**WRITTEN PROBLEM 1:**
Render the region labeling records below as a two-column CSV with the columns "prompt" and "result", giving one row per record and putting each value in a single quoted field with line breaks replaced by spaces. Leave the pictures out.

**TEXT SHOWN:**
Charting the passage became an idée fixe of the Royal Navy, which made expeditions in the middle decades of the 19th century with the hopes of finally solving the riddle of the Arctic seas.
The ships were lavishly supplied with the innovations of the day, among them tinned meat and steam engines, while some even had primitive heating systems.
The journeys yielded many scientific and cartographic findings - much of the North American Arctic was mapped - even if the passage's commercial promise was never realised. In The Man Who Ate His Boots, Anthony Brandt beautifully evokes the foolhardiness and pathos of these voyages.
Heroes made their name braving ridiculously extreme conditions - winter temperatures could plunge to 50 below and not let up.
Arctic summers, however brief, were no picnic either - mosquitoes and black flies feasted on caribou and men in equal measure.
The "man who ate his boots", Sir John Franklin, really did eat his boots. Trekking across the Canadian tundra in the 1820s on a map-making mission for the Royal Navy, Franklin, low on supplies and desperately hungry, survived on bits of lichen and shoe leather.
Two decades later, Franklin, along with the crew he commanded, suffered a far grimmer fate when he sailed into the pack ice and was never seen again.
The futility of it all gives one pause. The British, it must be said, have a peculiar fascination with icy extremes - there is a line linking Franklin to Robert Falcon Scott and his botched race to the South Pole, and the ill-fated attempts of George Mallory to summit Mount Everest in the 1920s.
For Brandt, the search for the Northwest Passage was a kind of ennobling tragedy: "Men suffered and died in the Arctic in a great cause, to open an entire region of the globe to science and human traffic, however unreal it was at the time to envision sailing through water frozen to a depth of 40 feet," he observes.
"Should they have stayed home and waited for global warming to open a way through the ice? No easy answer suggests itself. To behave nobly and heroically in an obviously hopeless cause is a kind of folly, but it can also constitute a kind of greatness. Despite the wrongheadedness of the enterprise, an air of transcendence arises from their sufferings."
Brandt, editor of the National Geographic Society's Adventure Classics series and a contributor to GQ and other publications, shapes his material with the pungent brio of a magazine writer.
His style can be a little overheated - for a more sober compliment to Brandt, consult Arctic Labyrinth by Glyn Williams, one of the finest scholars of Northwest Passage history - but his accounts of the voyages are models of their kind, flecked with drama and keen insight into character and motive.
Brandt also provides keen insight into the geographical and logistical dilemmas that dogged nearly all the missions. Among other things, the search for the Northwest Passage is a study in error and misapprehension.

**WRITTEN PROBLEM 2:**
Write the next part of the review of Northwest Passage exploration, picking up after its final sentence.

Region labeling records

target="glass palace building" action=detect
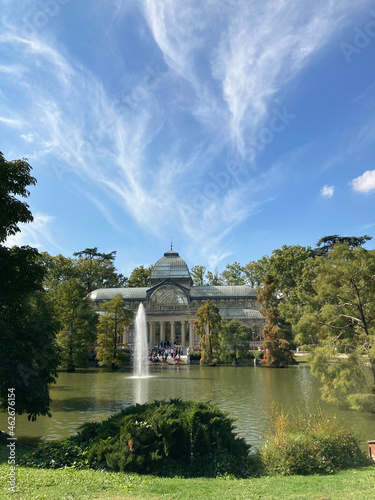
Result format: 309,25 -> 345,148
89,249 -> 264,348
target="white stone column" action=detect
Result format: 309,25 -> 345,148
160,321 -> 165,342
123,326 -> 129,344
170,321 -> 176,347
189,320 -> 194,348
150,321 -> 155,347
181,321 -> 186,347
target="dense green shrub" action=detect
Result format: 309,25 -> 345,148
259,404 -> 368,475
23,399 -> 253,477
190,351 -> 202,361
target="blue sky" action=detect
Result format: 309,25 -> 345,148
0,0 -> 375,274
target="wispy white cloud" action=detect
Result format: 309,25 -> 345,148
349,170 -> 375,193
0,0 -> 374,266
21,133 -> 34,142
320,184 -> 335,198
5,213 -> 63,251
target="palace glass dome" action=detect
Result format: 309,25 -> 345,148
150,249 -> 192,286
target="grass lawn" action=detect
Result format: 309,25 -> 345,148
0,445 -> 375,500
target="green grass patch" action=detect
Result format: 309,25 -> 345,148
0,464 -> 375,500
16,399 -> 255,477
259,408 -> 369,475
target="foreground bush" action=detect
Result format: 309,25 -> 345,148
259,404 -> 369,475
22,400 -> 252,477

**TASK RESULT 1:**
prompt,result
"target=""glass palace building"" action=detect Result format: 309,25 -> 345,148","89,249 -> 264,348"
"target=""white stone column"" action=detect Result format: 309,25 -> 345,148","160,321 -> 165,342 123,326 -> 129,344 170,321 -> 176,347 189,320 -> 194,348 150,321 -> 155,347 181,321 -> 186,347"
"target=""dense green shrub"" action=detect Result format: 309,25 -> 345,148","259,404 -> 368,475 23,399 -> 253,477 190,351 -> 202,361"
"target=""blue sky"" action=detect Result format: 309,25 -> 345,148","0,0 -> 375,274"
"target=""wispy white cloud"" action=detect Result format: 309,25 -> 345,148","349,170 -> 375,193 0,0 -> 374,266 21,133 -> 34,142 320,184 -> 335,198 5,213 -> 63,251"
"target=""palace glass dome"" action=detect Result format: 309,25 -> 345,148","150,249 -> 192,286"
"target=""grass lawn"" action=detect Result format: 309,25 -> 345,148","0,445 -> 375,500"
"target=""green grass patch"" action=detect Result format: 309,25 -> 345,148","0,464 -> 375,500 16,399 -> 255,477 259,408 -> 369,475"
"target=""foreground bush"" action=detect Result format: 309,25 -> 345,148","259,404 -> 369,475 22,400 -> 252,477"

**TASK RESULT 2:**
The Royal Navy figure in charge of Arctic exploration, John Barrow, the second secretary of the admiralty, had rather eccentric notions about sea ice.
Barrow himself never ventured to the Arctic but was convinced the Northwest Passage was a viable sea route. He firmly believed ice could not form on the open sea and against the testimony of seafarers, whaling captains who sought their prey in frozen waters, Barrow countered: "Ice may occasionally be formed on the surface of such an ocean, it never arrives at any considerable thickness, but is broken up and dispersed by every gust of wind." Barrow was a theorist of the Northwest Passage - it was for others to actually smash their way through the maze of the Canadian archipelago.
Among these figures was William Edward Parry. The very model of a Royal Navy officer, Parry was handsome, intelligent and attentive to his men. He was the first to winter over in the Arctic and his voyage of 1819-1820, which took him deep into the western reaches of the archipelago, is still considered one of the most successful attempts to find the passage.
He fixed a template his successors would emulate. He built an observatory on shore and his officers gathered meteorological data. The crew put on plays and kept busy with regular duties.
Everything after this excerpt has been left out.